-- Raw data follows --

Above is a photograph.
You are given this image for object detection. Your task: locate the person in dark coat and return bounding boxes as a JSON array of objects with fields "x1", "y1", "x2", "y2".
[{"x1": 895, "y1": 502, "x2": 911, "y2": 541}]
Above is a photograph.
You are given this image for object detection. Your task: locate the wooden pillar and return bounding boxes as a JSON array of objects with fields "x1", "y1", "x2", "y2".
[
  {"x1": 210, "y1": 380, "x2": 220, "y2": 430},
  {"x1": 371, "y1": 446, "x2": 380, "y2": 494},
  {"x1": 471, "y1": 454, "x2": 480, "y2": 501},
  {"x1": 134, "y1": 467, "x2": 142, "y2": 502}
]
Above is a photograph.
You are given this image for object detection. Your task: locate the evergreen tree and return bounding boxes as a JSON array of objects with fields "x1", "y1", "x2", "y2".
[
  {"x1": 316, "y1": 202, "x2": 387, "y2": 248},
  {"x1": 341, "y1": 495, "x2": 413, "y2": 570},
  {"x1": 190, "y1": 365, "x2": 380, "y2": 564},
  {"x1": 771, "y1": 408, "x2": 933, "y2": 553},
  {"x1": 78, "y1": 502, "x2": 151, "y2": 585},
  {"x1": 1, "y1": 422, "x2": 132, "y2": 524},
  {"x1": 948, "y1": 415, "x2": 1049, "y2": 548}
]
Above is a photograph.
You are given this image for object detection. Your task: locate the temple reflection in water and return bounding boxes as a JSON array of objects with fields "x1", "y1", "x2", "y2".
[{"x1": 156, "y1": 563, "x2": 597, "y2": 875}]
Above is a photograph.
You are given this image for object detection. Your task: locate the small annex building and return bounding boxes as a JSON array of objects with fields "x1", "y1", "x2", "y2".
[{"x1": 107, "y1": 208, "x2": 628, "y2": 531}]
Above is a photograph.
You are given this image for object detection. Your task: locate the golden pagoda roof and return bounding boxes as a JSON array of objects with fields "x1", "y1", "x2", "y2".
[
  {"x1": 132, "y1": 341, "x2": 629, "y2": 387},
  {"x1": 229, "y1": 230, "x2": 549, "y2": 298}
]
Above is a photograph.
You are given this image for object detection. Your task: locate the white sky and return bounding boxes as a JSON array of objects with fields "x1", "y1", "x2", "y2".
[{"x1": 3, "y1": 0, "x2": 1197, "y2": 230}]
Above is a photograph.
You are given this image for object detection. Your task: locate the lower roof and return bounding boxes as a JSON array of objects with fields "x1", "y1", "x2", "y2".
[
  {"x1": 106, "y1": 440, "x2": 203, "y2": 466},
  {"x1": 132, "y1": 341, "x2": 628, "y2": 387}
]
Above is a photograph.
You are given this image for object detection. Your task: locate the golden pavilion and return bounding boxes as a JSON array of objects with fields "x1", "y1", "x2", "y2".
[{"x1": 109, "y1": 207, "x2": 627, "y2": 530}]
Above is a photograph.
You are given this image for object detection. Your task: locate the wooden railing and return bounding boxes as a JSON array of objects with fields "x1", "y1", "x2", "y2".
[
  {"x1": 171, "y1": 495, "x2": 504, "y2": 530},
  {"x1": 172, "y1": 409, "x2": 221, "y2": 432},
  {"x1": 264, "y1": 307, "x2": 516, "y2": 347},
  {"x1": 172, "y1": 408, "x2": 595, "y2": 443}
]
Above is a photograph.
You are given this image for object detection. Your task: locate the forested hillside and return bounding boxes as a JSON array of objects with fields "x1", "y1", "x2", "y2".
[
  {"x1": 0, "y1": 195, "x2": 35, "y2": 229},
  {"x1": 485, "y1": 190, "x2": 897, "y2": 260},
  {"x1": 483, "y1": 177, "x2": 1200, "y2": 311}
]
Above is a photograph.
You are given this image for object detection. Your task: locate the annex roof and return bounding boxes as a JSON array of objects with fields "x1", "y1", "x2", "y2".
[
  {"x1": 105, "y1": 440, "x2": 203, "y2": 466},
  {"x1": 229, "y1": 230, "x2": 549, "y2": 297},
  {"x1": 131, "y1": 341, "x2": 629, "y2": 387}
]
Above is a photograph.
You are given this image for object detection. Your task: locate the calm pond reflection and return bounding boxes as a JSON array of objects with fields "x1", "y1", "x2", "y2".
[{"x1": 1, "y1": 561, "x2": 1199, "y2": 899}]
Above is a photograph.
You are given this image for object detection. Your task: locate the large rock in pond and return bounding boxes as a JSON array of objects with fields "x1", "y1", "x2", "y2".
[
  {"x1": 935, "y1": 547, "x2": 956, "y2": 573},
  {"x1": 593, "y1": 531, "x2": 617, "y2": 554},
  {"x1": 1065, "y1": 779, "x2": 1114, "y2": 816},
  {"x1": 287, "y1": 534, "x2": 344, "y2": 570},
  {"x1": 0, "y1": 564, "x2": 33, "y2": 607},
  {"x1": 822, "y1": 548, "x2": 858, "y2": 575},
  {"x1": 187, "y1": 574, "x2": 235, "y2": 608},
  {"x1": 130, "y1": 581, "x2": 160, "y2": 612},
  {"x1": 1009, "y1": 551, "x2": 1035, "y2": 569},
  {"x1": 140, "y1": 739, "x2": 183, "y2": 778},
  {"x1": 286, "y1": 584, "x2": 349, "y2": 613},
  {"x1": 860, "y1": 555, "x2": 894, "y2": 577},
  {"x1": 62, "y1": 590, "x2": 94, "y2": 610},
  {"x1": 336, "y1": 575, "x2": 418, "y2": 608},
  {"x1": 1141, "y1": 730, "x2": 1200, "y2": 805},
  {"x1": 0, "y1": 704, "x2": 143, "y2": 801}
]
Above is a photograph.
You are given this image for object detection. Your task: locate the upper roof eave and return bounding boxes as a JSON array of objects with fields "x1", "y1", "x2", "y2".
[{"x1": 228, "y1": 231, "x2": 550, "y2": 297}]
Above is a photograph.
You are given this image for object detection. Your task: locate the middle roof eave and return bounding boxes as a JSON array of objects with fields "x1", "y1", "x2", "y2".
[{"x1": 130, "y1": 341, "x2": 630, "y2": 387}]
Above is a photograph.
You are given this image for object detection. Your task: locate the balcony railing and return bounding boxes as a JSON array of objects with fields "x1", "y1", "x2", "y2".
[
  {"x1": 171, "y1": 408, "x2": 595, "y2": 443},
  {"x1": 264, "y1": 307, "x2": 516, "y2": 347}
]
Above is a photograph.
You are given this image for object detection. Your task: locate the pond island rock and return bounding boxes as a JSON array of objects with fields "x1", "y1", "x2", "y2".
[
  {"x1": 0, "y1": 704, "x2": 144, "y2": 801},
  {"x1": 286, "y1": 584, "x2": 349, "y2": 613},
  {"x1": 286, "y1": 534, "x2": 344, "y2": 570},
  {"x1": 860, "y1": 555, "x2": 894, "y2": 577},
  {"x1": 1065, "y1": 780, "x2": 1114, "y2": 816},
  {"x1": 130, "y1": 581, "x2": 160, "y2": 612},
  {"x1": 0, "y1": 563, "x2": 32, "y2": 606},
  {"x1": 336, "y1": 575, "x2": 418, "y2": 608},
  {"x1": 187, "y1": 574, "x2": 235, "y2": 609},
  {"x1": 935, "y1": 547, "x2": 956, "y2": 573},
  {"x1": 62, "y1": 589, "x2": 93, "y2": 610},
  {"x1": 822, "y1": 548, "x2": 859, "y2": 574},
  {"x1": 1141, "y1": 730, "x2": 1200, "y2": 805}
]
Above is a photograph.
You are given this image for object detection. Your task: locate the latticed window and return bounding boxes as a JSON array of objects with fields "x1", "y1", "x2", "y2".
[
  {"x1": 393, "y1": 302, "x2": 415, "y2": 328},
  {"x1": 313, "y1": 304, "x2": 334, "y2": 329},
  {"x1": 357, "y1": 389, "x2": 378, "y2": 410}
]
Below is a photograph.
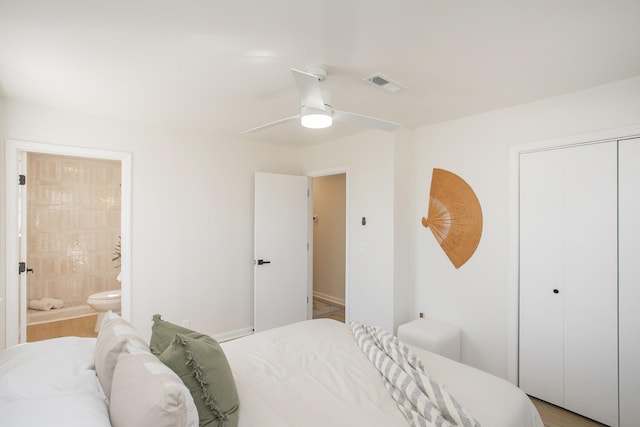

-- Raw data concluded --

Return every entry above exactly as written, minus the pictures.

Result for this exercise:
Above is a photograph.
You are given this image for object detection. Your task: locate the person in dark coat and return bounding boxes as a JSON array of objects with fields "x1", "y1", "x2", "y2".
[{"x1": 895, "y1": 502, "x2": 911, "y2": 541}]
Above is a photograph.
You are given this image for object detection. Your task: locate the wooden pillar and return bounding boxes as a JSON array of objects with fields "x1", "y1", "x2", "y2".
[
  {"x1": 210, "y1": 380, "x2": 220, "y2": 430},
  {"x1": 371, "y1": 446, "x2": 380, "y2": 494},
  {"x1": 471, "y1": 454, "x2": 480, "y2": 501},
  {"x1": 134, "y1": 467, "x2": 142, "y2": 502}
]
Above is a photograph.
You are given this image for object detection. Your task: locate the evergreen tree and return bounding boxes as a JSON array of objects with fields "x1", "y1", "x2", "y2".
[
  {"x1": 316, "y1": 202, "x2": 387, "y2": 248},
  {"x1": 341, "y1": 495, "x2": 413, "y2": 570},
  {"x1": 190, "y1": 365, "x2": 380, "y2": 564},
  {"x1": 771, "y1": 408, "x2": 933, "y2": 553},
  {"x1": 78, "y1": 502, "x2": 151, "y2": 585},
  {"x1": 1, "y1": 422, "x2": 132, "y2": 524},
  {"x1": 948, "y1": 415, "x2": 1049, "y2": 548}
]
Above is a photograph.
You are given this image for object detection. Your task: locate the temple reflection in water and return bounding boxes as a JSON array of objects with fields "x1", "y1", "x2", "y2".
[{"x1": 156, "y1": 563, "x2": 597, "y2": 875}]
Above is a photograph.
You are given this image for object detection. Your task: locate the small annex building and return bounding boxes as a JSON array of objects with fields "x1", "y1", "x2", "y2".
[{"x1": 107, "y1": 208, "x2": 628, "y2": 531}]
Above is a photograph.
You are given this image for object detection. Your task: locate the golden pagoda roof and return bounding boxes as a JSON array of objects with fields "x1", "y1", "x2", "y2".
[
  {"x1": 132, "y1": 341, "x2": 629, "y2": 387},
  {"x1": 229, "y1": 230, "x2": 549, "y2": 298}
]
Above is a photograph.
You are given this image for object detection. Your task: locate the white sky and return bounding boxes as a JSON array of objects with fields "x1", "y1", "x2", "y2".
[{"x1": 3, "y1": 0, "x2": 1197, "y2": 230}]
Above is a photograph.
You are given this image for object detection. Your task: locate the lower roof and return bounding boxes as a JSON array of objects with fields "x1", "y1", "x2", "y2".
[
  {"x1": 106, "y1": 440, "x2": 203, "y2": 466},
  {"x1": 132, "y1": 341, "x2": 628, "y2": 387}
]
Above is a photograph.
You are given this image for object detection. Your task: locate the golden pavilion and return bounding boxes as a JSON array of objects with fields "x1", "y1", "x2", "y2".
[{"x1": 109, "y1": 207, "x2": 627, "y2": 530}]
Above is a photograph.
You are given this image for object detection. Your task: locate the wooden railing and return bounding boxes as a JSON array of objects with fields "x1", "y1", "x2", "y2".
[
  {"x1": 171, "y1": 495, "x2": 504, "y2": 530},
  {"x1": 172, "y1": 409, "x2": 221, "y2": 432},
  {"x1": 264, "y1": 307, "x2": 516, "y2": 347},
  {"x1": 172, "y1": 408, "x2": 595, "y2": 443}
]
Above is a photograph.
You are given this image for object detection. Your task: locate the forested hillside and return bounding boxes as a JSON array of objects with fields "x1", "y1", "x2", "y2".
[
  {"x1": 0, "y1": 195, "x2": 35, "y2": 229},
  {"x1": 485, "y1": 190, "x2": 897, "y2": 260},
  {"x1": 483, "y1": 177, "x2": 1200, "y2": 311}
]
Above is a photograph.
You are given this image for object detection. Your task: locate the annex roof and return bounding boxes as a JSON array of objects with fields "x1", "y1", "x2", "y2".
[
  {"x1": 105, "y1": 440, "x2": 203, "y2": 466},
  {"x1": 229, "y1": 230, "x2": 549, "y2": 297},
  {"x1": 131, "y1": 341, "x2": 629, "y2": 387}
]
Above is a photograph.
You are given this image for object detection. Your task: locate the calm pond reflection and return bounding boxes as a JSON array of objects with fields "x1", "y1", "x2", "y2".
[{"x1": 1, "y1": 561, "x2": 1199, "y2": 899}]
Above is a photograph.
You are given this image for object detection. Your task: locate the large rock in pond and return bounding boxes as a JSON array of objects with fields "x1", "y1", "x2", "y2".
[
  {"x1": 935, "y1": 547, "x2": 956, "y2": 573},
  {"x1": 593, "y1": 531, "x2": 617, "y2": 554},
  {"x1": 1065, "y1": 779, "x2": 1114, "y2": 816},
  {"x1": 287, "y1": 534, "x2": 344, "y2": 570},
  {"x1": 0, "y1": 564, "x2": 33, "y2": 607},
  {"x1": 822, "y1": 548, "x2": 858, "y2": 575},
  {"x1": 187, "y1": 574, "x2": 235, "y2": 608},
  {"x1": 130, "y1": 581, "x2": 160, "y2": 612},
  {"x1": 1009, "y1": 551, "x2": 1035, "y2": 569},
  {"x1": 140, "y1": 739, "x2": 183, "y2": 778},
  {"x1": 286, "y1": 584, "x2": 349, "y2": 613},
  {"x1": 860, "y1": 555, "x2": 894, "y2": 577},
  {"x1": 62, "y1": 590, "x2": 94, "y2": 610},
  {"x1": 336, "y1": 575, "x2": 418, "y2": 608},
  {"x1": 1141, "y1": 730, "x2": 1200, "y2": 805},
  {"x1": 0, "y1": 704, "x2": 143, "y2": 801}
]
Above is a photograph.
You are given this image for object detection. Your task: locate the upper roof eave and return bounding boxes as a JSON array of objects with fields "x1", "y1", "x2", "y2".
[{"x1": 228, "y1": 231, "x2": 550, "y2": 297}]
Above is a photograph.
You are given this image for object detection. Your task: locate the middle roof eave and return bounding boxes as a JSON array of objects with fields "x1", "y1", "x2", "y2".
[{"x1": 130, "y1": 341, "x2": 630, "y2": 387}]
Above is a photograph.
You are given this image for object detection. Your task: locate the balcony railing and return bounding boxes as a JSON array of objects with fields "x1", "y1", "x2", "y2".
[
  {"x1": 171, "y1": 408, "x2": 595, "y2": 443},
  {"x1": 264, "y1": 307, "x2": 516, "y2": 347}
]
Above is a photograph.
You are given this image for object detection. Your task: locate the pond island rock and return bounding boxes as a JSON array of objects with fields "x1", "y1", "x2", "y2".
[
  {"x1": 0, "y1": 704, "x2": 144, "y2": 801},
  {"x1": 286, "y1": 584, "x2": 349, "y2": 613},
  {"x1": 286, "y1": 534, "x2": 344, "y2": 570},
  {"x1": 860, "y1": 555, "x2": 894, "y2": 577},
  {"x1": 1065, "y1": 780, "x2": 1114, "y2": 816},
  {"x1": 130, "y1": 581, "x2": 160, "y2": 612},
  {"x1": 0, "y1": 563, "x2": 32, "y2": 606},
  {"x1": 336, "y1": 575, "x2": 418, "y2": 608},
  {"x1": 187, "y1": 574, "x2": 235, "y2": 609},
  {"x1": 935, "y1": 547, "x2": 956, "y2": 573},
  {"x1": 62, "y1": 589, "x2": 93, "y2": 610},
  {"x1": 822, "y1": 548, "x2": 859, "y2": 574},
  {"x1": 1141, "y1": 730, "x2": 1200, "y2": 805}
]
Above is a photograph.
You are given this image for object detection. Your task: locate the latticed window and return bounding boxes as a JSON array of objects with fields "x1", "y1", "x2", "y2".
[
  {"x1": 393, "y1": 302, "x2": 415, "y2": 328},
  {"x1": 313, "y1": 304, "x2": 334, "y2": 329},
  {"x1": 357, "y1": 389, "x2": 378, "y2": 410}
]
Below is a photograph.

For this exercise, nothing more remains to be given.